Recopiez sans rien changer le passage de l'extrait sur les droits de l'homme qui commence aux mots "Oui, il y a" et s'arrête après "les personnes âgées.".

# EXTRAIT FOURNI
╭──

La théorie et les faits

Oui, il y a une contradiction énorme entre l’affirmation solennelle des droits de l’homme et leur négation tragique dans la pratique.  D’une part, les différentes déclarations et les nombreuses initiatives qui s’en inspirent montrent, dans le monde entier, la progression d’un sens moral plus disposé à reconnaître la valeur de tout être humain en tant que tel, sans aucune distinction de race, de nationalité, de religion, d’opinion politique ou de classe sociale. D’autre part, dans les faits, ces nobles proclamations se voient malheureusement opposer leur tragique négation par une culture de la mort envers les enfants non nés et les personnes âgées.

C’est d’autant plus déconcertant que cela se produit justement dans des sociétés comme la France qui font de l’affirmation et de la protection des droits de l’homme leur principal objectif et en même temps leur fierté.

Soyons concrets. En France, on compte entre 215 000 et 230 000 avortements par an. Il y a certes dans tous ces avortements des femmes victimes de violences sexuelles, des mères en danger de mort, ou des femmes en grande situation de détresse psychologique et sociale. Mais force est de constater que, loin de l’esprit de la loi de Simone Veil en 1974, l’avortement est aujourd’hui devenu un droit, et à certains égards une autre forme de contraception, ou encore que se développe le désir-droit d’un enfant en bonne santé.

╰──

# ENREGISTREMENTS
╭──

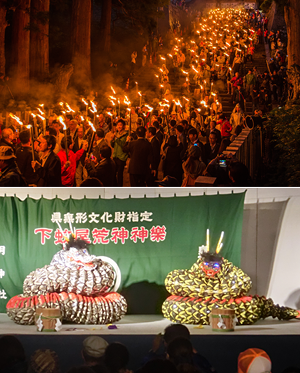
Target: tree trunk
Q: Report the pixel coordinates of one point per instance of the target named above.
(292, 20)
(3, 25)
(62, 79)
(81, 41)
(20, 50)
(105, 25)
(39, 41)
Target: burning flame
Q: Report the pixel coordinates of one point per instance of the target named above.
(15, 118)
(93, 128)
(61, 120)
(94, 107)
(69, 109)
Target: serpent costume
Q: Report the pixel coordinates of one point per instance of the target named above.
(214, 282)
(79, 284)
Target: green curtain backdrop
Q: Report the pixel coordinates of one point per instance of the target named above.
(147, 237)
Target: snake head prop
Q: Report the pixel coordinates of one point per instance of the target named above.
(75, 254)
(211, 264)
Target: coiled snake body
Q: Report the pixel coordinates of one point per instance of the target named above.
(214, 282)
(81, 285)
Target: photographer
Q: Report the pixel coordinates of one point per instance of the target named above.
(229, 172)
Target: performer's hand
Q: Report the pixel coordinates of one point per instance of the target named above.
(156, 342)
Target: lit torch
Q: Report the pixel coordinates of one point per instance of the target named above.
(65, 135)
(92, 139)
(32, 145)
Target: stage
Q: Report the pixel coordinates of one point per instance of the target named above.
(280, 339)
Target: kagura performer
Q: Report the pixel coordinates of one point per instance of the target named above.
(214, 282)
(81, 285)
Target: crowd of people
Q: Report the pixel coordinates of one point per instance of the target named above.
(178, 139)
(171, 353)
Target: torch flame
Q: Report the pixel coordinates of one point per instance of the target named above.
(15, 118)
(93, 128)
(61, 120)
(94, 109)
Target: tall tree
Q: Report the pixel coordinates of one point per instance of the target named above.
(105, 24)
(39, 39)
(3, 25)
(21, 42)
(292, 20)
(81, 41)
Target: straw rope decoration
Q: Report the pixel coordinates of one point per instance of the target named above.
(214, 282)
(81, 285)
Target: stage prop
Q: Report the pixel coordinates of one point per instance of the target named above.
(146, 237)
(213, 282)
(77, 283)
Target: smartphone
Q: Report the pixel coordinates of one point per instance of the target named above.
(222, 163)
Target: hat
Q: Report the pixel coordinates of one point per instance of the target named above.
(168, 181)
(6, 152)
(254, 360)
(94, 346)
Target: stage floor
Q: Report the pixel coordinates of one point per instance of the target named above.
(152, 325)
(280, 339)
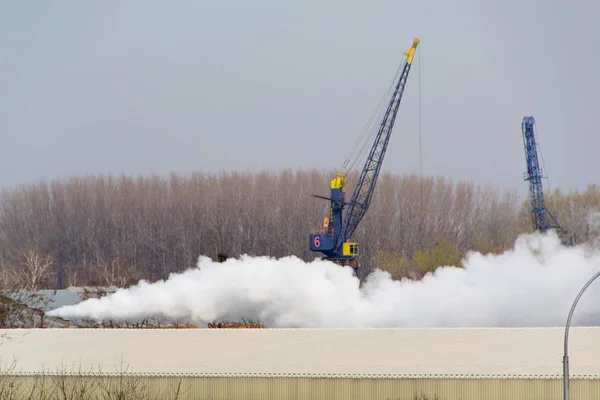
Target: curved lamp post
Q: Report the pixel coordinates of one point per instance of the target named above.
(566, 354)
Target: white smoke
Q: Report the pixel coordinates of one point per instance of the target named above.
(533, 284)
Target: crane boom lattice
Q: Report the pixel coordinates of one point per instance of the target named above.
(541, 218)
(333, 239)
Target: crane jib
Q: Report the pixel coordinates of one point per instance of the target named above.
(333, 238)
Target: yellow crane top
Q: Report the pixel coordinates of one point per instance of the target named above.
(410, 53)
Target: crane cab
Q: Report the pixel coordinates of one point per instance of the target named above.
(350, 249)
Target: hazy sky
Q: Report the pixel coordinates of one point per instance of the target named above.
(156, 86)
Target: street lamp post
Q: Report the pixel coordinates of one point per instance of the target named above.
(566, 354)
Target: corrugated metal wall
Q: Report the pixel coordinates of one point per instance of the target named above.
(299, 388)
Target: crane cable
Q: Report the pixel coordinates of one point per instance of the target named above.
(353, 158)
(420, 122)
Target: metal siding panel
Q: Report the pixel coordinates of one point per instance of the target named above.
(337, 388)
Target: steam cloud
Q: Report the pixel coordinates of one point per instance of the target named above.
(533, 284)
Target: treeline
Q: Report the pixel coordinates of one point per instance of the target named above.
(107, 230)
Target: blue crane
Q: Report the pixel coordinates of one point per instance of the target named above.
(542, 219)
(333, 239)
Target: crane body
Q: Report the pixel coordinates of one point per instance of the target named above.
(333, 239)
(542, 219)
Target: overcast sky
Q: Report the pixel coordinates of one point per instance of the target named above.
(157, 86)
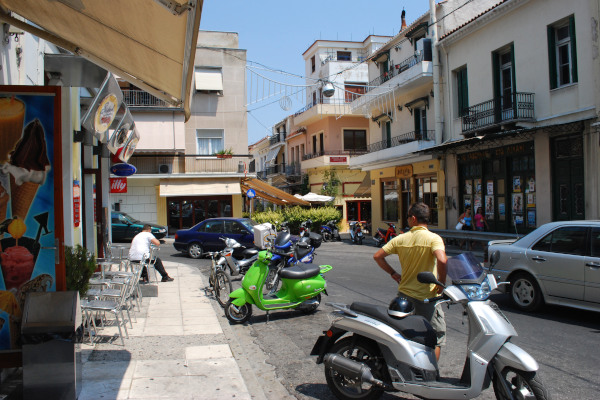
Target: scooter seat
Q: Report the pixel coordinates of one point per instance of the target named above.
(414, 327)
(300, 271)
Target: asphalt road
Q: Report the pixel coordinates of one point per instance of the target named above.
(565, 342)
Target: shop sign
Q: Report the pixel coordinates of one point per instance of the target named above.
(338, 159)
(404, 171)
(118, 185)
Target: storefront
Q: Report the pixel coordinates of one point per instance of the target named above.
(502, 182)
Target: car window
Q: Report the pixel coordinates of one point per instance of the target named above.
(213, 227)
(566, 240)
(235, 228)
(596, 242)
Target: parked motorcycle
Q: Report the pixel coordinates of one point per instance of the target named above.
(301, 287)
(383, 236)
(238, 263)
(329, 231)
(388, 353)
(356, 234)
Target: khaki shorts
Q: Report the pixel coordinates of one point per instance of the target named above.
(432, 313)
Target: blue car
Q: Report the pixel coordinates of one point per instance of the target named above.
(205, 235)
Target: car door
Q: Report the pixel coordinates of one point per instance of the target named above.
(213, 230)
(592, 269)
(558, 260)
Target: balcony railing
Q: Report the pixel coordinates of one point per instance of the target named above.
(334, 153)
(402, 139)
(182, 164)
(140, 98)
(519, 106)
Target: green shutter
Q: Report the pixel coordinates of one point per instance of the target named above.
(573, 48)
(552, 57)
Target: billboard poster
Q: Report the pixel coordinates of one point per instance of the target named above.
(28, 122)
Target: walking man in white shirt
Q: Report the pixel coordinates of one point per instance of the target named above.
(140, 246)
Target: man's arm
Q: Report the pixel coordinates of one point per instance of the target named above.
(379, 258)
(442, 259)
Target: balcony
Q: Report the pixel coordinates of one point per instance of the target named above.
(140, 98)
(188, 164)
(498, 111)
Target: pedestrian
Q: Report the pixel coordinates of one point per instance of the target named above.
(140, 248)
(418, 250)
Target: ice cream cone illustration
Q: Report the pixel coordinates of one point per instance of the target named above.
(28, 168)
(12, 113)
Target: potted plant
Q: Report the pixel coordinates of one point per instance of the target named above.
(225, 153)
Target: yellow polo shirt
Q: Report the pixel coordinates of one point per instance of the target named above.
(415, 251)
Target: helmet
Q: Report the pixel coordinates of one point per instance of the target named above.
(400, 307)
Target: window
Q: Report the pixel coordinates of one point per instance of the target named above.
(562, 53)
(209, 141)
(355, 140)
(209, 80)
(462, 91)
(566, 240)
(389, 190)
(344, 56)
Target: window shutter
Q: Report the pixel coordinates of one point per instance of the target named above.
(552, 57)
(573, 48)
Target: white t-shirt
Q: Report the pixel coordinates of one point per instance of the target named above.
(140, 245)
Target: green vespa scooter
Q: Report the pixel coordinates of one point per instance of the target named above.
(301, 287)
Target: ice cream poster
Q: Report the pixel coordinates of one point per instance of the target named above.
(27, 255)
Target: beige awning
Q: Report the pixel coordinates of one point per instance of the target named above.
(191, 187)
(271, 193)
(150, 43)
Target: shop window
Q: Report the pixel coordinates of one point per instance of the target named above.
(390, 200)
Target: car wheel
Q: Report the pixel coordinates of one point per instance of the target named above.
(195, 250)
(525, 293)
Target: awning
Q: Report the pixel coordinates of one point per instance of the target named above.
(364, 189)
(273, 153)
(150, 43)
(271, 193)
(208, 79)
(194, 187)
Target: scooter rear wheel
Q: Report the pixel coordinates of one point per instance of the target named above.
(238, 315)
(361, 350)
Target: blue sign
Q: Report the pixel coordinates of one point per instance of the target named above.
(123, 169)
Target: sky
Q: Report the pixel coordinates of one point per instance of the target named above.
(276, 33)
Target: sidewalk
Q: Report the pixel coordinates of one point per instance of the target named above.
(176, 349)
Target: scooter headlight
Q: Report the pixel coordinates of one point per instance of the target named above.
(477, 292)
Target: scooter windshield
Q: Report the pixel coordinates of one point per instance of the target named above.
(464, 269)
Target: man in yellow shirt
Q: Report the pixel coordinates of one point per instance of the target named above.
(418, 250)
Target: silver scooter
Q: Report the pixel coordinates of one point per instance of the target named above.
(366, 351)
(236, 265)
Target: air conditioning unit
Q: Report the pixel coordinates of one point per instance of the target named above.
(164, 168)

╰──

# RÉSULTAT ATTENDU
Oui, il y a une contradiction énorme entre l’affirmation solennelle des droits de l’homme et leur négation tragique dans la pratique.  D’une part, les différentes déclarations et les nombreuses initiatives qui s’en inspirent montrent, dans le monde entier, la progression d’un sens moral plus disposé à reconnaître la valeur de tout être humain en tant que tel, sans aucune distinction de race, de nationalité, de religion, d’opinion politique ou de classe sociale. D’autre part, dans les faits, ces nobles proclamations se voient malheureusement opposer leur tragique négation par une culture de la mort envers les enfants non nés et les personnes âgées.